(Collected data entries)

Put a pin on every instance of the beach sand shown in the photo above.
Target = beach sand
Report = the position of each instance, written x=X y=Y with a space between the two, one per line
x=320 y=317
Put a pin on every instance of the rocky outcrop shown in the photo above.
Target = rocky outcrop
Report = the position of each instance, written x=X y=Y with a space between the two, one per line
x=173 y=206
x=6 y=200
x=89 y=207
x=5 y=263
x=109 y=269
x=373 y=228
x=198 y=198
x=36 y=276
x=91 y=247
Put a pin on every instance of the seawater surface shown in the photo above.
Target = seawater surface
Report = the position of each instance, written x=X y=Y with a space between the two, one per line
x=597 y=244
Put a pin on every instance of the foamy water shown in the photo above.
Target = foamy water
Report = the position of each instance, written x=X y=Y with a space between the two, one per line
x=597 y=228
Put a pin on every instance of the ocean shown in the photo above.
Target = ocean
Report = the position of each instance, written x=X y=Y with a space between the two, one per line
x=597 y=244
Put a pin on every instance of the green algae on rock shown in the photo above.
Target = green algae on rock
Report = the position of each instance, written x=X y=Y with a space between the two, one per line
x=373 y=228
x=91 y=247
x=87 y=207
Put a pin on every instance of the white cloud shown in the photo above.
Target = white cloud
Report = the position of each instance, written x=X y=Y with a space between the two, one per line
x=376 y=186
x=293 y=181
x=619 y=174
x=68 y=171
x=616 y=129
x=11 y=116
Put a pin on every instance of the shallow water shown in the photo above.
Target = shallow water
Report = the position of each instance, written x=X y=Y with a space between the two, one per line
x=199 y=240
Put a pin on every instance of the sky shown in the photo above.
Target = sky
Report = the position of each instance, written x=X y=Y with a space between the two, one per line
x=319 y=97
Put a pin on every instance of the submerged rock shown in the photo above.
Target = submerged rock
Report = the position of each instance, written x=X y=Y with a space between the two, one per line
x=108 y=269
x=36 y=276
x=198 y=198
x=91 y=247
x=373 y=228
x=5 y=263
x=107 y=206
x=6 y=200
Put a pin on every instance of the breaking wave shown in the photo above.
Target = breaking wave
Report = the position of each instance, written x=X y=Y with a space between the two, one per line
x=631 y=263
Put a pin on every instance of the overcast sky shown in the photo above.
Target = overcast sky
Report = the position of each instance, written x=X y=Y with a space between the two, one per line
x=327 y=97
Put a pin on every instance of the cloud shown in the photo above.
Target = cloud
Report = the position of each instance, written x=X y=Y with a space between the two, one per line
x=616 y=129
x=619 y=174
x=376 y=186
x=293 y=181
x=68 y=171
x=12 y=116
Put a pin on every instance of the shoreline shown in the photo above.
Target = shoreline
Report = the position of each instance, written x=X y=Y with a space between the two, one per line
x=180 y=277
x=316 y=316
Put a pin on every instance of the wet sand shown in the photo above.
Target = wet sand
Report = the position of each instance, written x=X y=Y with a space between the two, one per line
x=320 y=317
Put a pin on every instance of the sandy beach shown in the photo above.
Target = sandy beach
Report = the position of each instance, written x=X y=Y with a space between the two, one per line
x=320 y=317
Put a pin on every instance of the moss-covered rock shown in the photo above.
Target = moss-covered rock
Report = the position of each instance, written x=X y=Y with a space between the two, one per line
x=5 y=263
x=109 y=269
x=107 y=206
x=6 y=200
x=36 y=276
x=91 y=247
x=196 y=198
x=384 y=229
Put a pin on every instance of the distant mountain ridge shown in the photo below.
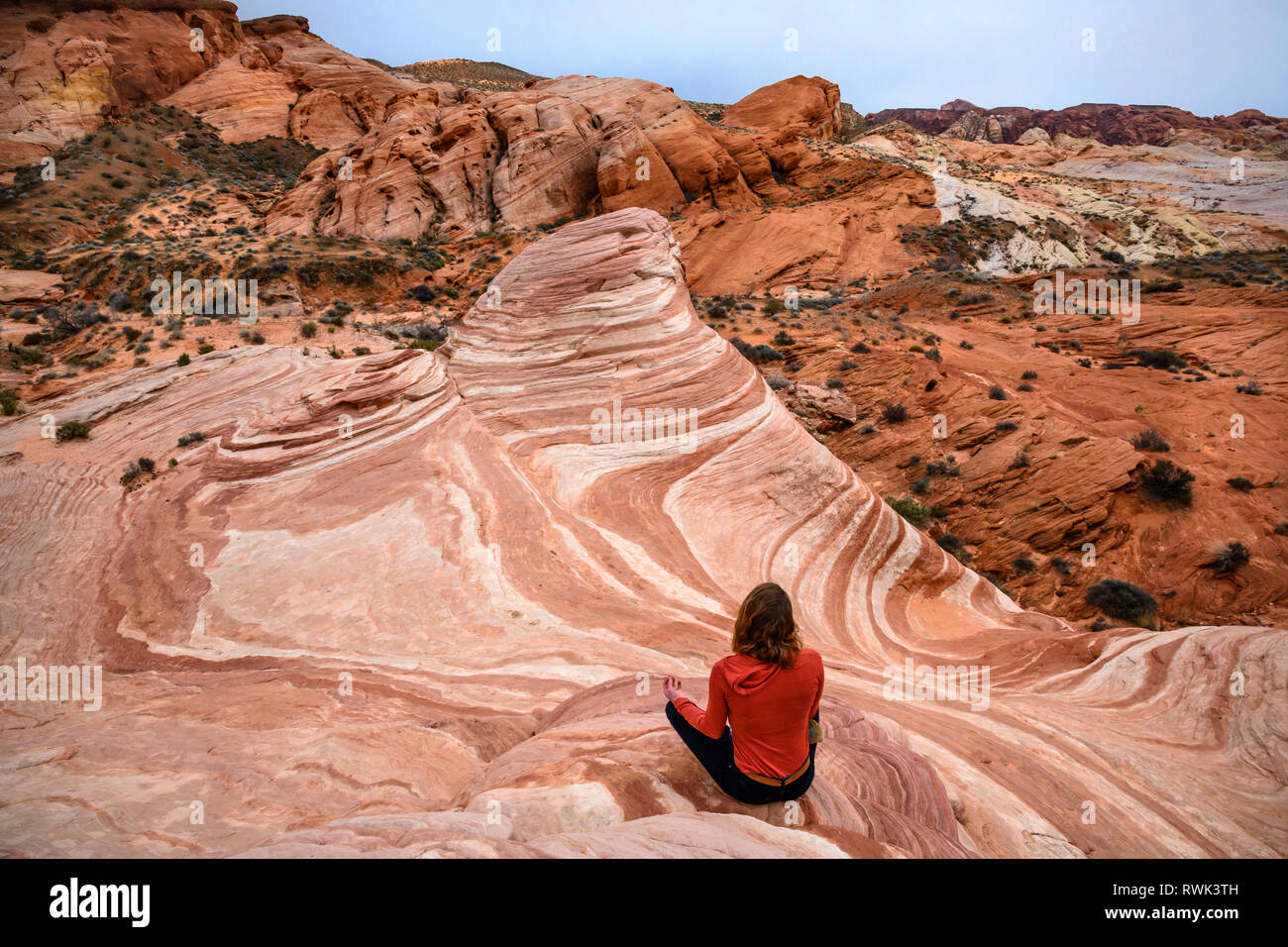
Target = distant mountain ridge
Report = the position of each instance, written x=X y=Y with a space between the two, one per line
x=1107 y=123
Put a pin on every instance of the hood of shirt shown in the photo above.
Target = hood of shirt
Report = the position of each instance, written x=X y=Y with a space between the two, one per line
x=747 y=674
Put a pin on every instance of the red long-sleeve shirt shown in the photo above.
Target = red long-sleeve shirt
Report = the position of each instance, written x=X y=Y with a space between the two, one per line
x=768 y=707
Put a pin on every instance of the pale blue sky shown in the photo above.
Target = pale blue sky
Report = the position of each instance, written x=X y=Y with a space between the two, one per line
x=1212 y=56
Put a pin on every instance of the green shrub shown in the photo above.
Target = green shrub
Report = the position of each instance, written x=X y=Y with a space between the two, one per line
x=1124 y=600
x=72 y=431
x=1150 y=441
x=1167 y=483
x=913 y=512
x=894 y=414
x=1229 y=558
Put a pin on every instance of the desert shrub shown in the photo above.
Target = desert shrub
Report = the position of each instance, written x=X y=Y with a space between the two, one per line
x=1158 y=359
x=1124 y=600
x=1150 y=441
x=72 y=431
x=894 y=414
x=913 y=512
x=136 y=470
x=760 y=354
x=1167 y=483
x=1229 y=558
x=953 y=547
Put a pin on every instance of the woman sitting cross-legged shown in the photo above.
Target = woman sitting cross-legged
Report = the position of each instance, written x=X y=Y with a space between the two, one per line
x=769 y=689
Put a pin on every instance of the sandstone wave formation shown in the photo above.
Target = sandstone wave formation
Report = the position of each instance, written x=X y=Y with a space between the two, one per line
x=417 y=603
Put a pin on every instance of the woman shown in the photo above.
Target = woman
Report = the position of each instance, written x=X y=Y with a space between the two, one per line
x=769 y=689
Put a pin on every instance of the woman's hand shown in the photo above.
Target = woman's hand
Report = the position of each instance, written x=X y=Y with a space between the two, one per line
x=671 y=686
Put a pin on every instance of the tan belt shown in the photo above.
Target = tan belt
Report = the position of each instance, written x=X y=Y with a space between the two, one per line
x=774 y=781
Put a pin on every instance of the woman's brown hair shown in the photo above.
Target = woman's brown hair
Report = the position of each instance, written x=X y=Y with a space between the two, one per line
x=765 y=628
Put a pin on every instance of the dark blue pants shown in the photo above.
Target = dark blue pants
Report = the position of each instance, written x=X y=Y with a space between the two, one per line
x=716 y=758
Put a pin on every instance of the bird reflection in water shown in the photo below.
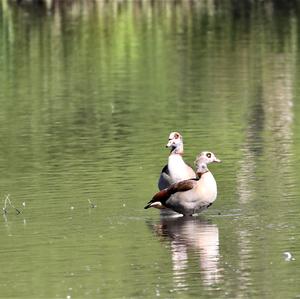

Goal: Reproduce the lines starting with the line that contains "Put a pin on every instance of the shoreline" and going on through the line that contains "x=384 y=229", requests included, with each x and y coordinate in the answers multiplied by 1.8 and rounded to the nearest whole number, halves rounding up.

Finished task:
Put a pin on every instance of the shoreline shown in the photo above.
Target = shoreline
Report = the position of each instance, written x=X y=Y with a space between the two, one per line
x=324 y=499
x=569 y=569
Put a pin on every instance of the wet sand shown in the photo above.
Target = wet sand
Report = the position of each instance, written x=X y=Y with a space between the two, one per line
x=576 y=571
Put a pin on every instance of the sandy beach shown in the photo above.
Target = sandy beach
Report = the position of each instance, written x=X y=Y with a space between the two, one per line
x=576 y=571
Put a pin on every instance of the moss-covered rock shown in the photo above.
Target = moss-covered rock
Report = the position of each instance, written x=X y=Y with a space between the two, one per line
x=9 y=473
x=196 y=484
x=193 y=371
x=11 y=360
x=65 y=497
x=164 y=445
x=353 y=356
x=691 y=412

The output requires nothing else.